American agriculturalists concerned about potential for extreme ‘climate’ policies
Wyoming rancher and retired attorney Tracy Hunt is concerned that regulations announced last fall by the U.S. Securities and Exchange Commission could help propel the U.S. into Netherlands-style turmoil.
For the past several weeks, news reports across the globe have detailed Dutch farmers protesting regulations that require them to halve nitrogen and ammonia outputs by 2030. One estimate is that over 11,000 farms will go out of business. Livestock owners say they will have to sell down to the point that their farms will no longer be feasible. It is expected that livestock numbers will have to be reduced by 30 percent in order to achieve government goals.
The government said it was leading an “unavoidable transition” for agriculture.
Protesting farmers say they feel targeted because other industries are not being forced to change dramatically — agriculture is the focus. They also say that the country will become reliant on imported food which they don’t believe is wise.
News reports indicate the Dutch protests are mostly peaceful, with some instances of bare shelves due to the decision to withhold food deliveries.
Could this happen in the U.S.?

Short exercise A
Pick out every line in the listing that contains the word "refrigerator". Case counts.

Record set
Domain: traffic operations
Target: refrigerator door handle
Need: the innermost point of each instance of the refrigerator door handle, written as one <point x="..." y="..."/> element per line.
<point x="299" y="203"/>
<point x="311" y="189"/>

Short exercise B
Decide whether each statement agrees with the article on the Dutch farm protests, answering yes or no and quoting the words of the article that decide it: (i) Dutch farmers must halve nitrogen and ammonia outputs by 2030. (ii) Livestock numbers are expected to fall by 50 percent. (iii) The protests are reported to be mostly violent.

Task output A
Target: refrigerator door handle
Need: the innermost point of each instance of the refrigerator door handle, written as one <point x="..." y="..."/> element per line.

Task output B
(i) Yes: "regulations that require them to halve nitrogen and ammonia outputs by 2030"
(ii) No: "livestock numbers will have to be reduced by 30 percent"
(iii) No: "the Dutch protests are mostly peaceful"